◆ **What the exercise asks**
Find every line in the records that contains the word "distant" and copy each of those lines.
>> Start
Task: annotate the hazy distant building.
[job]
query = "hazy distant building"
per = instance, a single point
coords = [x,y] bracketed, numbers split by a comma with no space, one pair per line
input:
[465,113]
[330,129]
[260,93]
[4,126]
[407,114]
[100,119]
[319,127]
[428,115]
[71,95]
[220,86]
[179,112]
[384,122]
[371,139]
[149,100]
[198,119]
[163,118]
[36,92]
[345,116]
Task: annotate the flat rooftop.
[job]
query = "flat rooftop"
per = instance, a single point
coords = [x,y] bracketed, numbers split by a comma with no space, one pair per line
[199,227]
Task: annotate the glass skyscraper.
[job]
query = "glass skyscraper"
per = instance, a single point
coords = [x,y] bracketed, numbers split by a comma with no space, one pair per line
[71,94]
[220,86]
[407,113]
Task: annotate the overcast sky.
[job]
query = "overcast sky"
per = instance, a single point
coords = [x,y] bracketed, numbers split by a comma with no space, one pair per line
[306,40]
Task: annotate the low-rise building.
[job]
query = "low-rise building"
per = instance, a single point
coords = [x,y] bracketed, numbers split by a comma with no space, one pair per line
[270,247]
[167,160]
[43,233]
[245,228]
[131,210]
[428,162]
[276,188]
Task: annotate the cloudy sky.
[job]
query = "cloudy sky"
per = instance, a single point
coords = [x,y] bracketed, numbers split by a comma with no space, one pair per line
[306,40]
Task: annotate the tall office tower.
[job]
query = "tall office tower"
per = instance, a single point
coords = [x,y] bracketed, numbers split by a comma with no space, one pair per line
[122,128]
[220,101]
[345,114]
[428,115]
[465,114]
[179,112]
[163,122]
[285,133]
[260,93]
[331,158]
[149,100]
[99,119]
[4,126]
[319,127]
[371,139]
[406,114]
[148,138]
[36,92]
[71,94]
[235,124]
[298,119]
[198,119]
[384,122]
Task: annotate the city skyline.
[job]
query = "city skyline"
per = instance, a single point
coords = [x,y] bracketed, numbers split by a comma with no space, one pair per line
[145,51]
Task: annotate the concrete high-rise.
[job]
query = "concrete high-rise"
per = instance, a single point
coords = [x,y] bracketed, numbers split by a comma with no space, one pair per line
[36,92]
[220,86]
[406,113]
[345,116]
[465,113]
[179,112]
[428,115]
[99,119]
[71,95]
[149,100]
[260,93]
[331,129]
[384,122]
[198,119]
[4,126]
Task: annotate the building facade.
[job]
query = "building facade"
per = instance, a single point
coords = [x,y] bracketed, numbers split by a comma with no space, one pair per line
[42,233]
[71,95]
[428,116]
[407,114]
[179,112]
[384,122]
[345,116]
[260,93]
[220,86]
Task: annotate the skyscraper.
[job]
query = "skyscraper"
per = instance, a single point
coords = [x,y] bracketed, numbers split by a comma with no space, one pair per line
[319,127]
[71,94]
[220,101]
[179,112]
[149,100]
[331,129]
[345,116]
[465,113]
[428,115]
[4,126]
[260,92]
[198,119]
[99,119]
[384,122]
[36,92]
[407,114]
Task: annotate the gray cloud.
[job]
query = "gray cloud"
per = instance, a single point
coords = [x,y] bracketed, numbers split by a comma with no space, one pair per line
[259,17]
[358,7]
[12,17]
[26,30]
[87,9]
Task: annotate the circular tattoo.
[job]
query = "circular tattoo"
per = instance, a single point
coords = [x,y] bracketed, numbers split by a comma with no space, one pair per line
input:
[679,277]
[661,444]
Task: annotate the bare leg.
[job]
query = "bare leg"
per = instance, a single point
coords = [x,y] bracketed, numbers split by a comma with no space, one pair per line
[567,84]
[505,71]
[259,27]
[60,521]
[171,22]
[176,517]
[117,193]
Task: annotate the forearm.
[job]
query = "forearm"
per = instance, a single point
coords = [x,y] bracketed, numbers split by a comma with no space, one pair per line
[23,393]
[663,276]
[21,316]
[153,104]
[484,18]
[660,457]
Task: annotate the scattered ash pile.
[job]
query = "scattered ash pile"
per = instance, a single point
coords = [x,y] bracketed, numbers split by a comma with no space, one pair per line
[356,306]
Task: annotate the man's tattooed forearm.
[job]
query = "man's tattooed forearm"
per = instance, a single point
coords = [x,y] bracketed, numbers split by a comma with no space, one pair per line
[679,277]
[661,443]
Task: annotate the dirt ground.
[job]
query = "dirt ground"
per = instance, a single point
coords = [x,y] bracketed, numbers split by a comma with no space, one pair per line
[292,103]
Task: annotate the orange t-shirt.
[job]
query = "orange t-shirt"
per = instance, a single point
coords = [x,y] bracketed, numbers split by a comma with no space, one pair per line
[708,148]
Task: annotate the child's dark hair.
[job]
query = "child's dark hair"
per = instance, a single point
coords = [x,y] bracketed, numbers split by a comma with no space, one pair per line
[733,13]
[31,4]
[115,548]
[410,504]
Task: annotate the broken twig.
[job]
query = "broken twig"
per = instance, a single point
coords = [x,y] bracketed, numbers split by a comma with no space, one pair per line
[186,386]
>> End
>> Start
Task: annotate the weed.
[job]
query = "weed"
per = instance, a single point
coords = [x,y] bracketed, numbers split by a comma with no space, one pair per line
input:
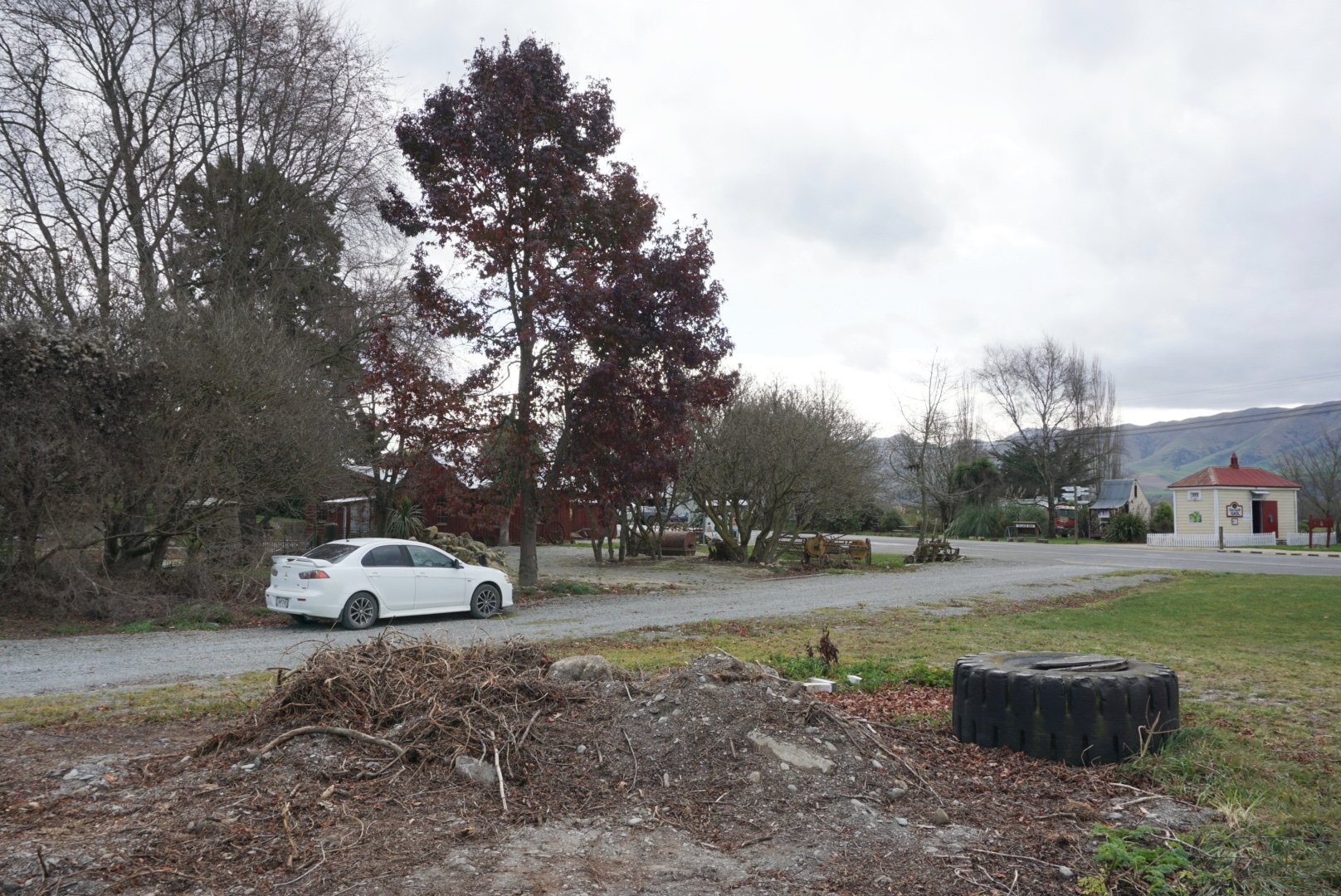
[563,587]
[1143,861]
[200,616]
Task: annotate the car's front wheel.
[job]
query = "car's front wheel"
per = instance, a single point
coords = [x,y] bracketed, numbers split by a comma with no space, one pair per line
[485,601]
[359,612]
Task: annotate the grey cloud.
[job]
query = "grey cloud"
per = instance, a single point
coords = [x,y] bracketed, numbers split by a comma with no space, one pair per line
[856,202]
>> End
>> Start
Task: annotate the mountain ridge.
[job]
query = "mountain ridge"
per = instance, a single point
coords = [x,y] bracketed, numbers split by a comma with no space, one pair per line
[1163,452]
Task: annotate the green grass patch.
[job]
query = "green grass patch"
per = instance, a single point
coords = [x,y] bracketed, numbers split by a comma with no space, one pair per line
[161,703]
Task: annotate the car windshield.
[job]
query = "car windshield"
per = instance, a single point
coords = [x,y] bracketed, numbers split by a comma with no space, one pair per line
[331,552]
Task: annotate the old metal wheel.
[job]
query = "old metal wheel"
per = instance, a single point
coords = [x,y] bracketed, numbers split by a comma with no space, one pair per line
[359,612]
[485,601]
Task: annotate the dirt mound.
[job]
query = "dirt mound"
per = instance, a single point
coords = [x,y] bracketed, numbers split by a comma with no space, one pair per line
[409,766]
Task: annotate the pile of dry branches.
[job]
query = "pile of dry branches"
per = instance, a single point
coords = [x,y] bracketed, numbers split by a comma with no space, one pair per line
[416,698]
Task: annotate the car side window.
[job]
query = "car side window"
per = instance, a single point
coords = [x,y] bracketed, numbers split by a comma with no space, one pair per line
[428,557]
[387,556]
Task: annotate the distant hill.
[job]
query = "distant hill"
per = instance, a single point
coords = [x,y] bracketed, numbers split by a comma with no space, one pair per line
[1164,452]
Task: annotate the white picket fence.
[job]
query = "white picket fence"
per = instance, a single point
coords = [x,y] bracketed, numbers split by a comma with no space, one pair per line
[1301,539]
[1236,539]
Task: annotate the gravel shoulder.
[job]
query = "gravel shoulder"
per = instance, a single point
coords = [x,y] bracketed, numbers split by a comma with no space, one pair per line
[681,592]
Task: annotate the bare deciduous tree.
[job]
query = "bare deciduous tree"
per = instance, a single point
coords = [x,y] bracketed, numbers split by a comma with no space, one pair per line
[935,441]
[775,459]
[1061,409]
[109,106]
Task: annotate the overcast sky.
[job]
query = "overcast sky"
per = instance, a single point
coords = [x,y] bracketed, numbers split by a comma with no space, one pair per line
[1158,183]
>> End
◆ **Result**
Task: annotate the hazy distant building.
query = "hazy distant building"
Task: annotate the distant hill.
query = "distant hill"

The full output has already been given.